_OBJECTIVE_:
Transcribe the items below without any change, starting with the line that contains "point: flower bouquet" and going on through the last line of the items.

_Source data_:

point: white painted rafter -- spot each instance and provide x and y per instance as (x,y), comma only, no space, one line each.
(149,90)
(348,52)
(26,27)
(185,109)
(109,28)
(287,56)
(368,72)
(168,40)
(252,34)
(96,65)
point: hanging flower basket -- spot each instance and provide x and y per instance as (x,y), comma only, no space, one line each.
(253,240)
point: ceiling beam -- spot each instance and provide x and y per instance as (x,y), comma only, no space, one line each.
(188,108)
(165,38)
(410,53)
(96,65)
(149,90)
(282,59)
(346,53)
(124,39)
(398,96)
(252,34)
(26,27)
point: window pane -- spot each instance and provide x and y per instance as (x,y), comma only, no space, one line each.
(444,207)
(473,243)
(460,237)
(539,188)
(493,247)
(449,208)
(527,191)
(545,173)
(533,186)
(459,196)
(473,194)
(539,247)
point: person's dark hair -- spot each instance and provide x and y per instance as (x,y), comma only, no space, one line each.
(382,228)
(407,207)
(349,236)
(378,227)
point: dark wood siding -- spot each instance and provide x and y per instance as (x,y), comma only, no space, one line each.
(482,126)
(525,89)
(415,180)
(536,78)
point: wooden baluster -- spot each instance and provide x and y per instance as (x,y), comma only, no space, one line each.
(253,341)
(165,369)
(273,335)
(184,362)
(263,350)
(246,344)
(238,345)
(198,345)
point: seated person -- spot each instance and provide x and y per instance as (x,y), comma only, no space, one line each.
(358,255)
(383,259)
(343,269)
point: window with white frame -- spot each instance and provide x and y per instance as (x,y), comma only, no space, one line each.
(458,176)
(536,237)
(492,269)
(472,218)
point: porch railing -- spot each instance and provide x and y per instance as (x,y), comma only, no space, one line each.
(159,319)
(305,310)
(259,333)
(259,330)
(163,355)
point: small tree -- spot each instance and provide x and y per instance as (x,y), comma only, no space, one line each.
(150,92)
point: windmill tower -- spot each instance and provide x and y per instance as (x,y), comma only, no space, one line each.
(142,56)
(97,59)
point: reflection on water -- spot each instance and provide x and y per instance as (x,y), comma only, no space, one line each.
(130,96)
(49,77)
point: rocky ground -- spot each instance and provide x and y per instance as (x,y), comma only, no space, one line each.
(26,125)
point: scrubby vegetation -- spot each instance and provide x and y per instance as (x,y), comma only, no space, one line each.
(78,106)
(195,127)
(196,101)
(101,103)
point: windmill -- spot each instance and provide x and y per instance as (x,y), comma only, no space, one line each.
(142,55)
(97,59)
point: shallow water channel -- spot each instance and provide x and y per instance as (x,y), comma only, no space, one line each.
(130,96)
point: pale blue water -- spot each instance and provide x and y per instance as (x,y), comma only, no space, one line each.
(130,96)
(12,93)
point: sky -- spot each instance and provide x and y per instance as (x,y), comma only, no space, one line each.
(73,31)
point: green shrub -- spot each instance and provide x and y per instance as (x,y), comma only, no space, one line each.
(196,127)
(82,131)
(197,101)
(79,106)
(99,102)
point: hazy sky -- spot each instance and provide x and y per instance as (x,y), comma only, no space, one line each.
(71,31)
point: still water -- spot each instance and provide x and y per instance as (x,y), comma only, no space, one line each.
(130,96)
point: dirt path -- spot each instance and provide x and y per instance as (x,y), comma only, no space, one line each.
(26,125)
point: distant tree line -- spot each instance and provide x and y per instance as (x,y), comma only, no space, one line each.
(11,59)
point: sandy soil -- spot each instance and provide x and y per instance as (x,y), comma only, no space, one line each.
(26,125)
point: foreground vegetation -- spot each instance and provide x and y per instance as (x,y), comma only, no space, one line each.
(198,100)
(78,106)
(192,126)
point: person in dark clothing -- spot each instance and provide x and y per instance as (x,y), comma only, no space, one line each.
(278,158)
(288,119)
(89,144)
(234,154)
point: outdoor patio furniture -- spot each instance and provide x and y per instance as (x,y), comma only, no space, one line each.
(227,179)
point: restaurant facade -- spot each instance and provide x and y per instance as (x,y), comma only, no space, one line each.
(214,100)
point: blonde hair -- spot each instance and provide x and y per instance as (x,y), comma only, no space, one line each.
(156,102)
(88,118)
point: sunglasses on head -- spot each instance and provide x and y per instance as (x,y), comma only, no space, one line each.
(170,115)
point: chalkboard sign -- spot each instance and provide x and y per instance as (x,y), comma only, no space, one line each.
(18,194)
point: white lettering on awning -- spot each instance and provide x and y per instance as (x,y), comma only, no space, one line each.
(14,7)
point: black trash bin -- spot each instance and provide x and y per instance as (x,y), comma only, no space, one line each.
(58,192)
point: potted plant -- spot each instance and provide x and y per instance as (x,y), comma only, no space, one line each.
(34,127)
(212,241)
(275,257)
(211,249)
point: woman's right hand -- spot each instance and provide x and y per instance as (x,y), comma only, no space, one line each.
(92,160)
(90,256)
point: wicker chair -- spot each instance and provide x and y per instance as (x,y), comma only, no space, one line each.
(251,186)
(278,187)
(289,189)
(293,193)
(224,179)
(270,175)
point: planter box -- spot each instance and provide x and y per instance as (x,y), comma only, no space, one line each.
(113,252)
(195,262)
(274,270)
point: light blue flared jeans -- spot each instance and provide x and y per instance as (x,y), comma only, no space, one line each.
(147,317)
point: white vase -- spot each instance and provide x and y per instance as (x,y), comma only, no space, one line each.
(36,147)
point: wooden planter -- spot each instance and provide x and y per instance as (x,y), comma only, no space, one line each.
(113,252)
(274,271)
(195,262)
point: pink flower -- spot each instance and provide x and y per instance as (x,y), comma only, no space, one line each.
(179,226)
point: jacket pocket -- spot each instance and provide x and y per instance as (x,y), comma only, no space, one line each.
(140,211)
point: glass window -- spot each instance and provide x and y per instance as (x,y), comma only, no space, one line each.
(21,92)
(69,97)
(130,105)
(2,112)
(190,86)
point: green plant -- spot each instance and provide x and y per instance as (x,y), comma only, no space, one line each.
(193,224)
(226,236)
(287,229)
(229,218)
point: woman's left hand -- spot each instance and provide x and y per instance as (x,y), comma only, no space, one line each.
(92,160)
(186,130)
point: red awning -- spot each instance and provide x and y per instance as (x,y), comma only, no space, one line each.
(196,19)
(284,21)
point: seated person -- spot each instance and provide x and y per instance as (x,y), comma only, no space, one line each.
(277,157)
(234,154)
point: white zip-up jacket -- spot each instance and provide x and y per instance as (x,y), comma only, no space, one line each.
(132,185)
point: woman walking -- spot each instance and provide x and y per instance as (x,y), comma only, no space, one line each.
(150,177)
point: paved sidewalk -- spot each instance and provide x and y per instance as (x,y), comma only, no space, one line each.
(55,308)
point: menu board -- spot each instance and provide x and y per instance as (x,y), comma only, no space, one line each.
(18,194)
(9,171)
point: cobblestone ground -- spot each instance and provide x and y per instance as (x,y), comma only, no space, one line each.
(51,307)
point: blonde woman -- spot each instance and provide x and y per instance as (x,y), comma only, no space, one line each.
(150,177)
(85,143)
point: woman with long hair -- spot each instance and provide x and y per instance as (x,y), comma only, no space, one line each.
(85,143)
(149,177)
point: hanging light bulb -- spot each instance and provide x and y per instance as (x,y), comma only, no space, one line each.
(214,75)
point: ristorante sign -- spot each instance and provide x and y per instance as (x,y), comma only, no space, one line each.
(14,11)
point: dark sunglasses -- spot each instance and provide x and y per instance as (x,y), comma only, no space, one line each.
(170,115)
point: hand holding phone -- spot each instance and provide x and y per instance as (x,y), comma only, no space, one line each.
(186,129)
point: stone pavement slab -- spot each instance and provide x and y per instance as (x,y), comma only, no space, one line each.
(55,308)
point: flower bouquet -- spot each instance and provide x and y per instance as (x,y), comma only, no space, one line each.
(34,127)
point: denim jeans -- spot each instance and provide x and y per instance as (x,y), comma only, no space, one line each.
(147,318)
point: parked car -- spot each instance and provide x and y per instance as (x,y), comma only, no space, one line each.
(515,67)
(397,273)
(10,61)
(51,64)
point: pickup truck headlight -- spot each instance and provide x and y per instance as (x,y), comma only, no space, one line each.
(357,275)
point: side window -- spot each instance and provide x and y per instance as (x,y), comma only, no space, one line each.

_WORKED SOLUTION_:
point: flower bouquet -- spot each instance and provide x and y per instance as (x,y), comma only, no space, one line each.
(34,127)
point: denim jeans -- spot each instance and provide x and y per instance as (x,y), comma only, no space, one line each.
(147,318)
point: parked car -- spot each instance and provide x and y per instance as (x,y), comma only, no space, one line each.
(515,67)
(397,273)
(10,61)
(51,64)
point: pickup truck headlight -- spot each instance and provide x and y per instance as (x,y), comma only, no space, one line each.
(357,275)
point: side window -- spot each instance and provide x and y per instance as (x,y), comma only, no space, one line each.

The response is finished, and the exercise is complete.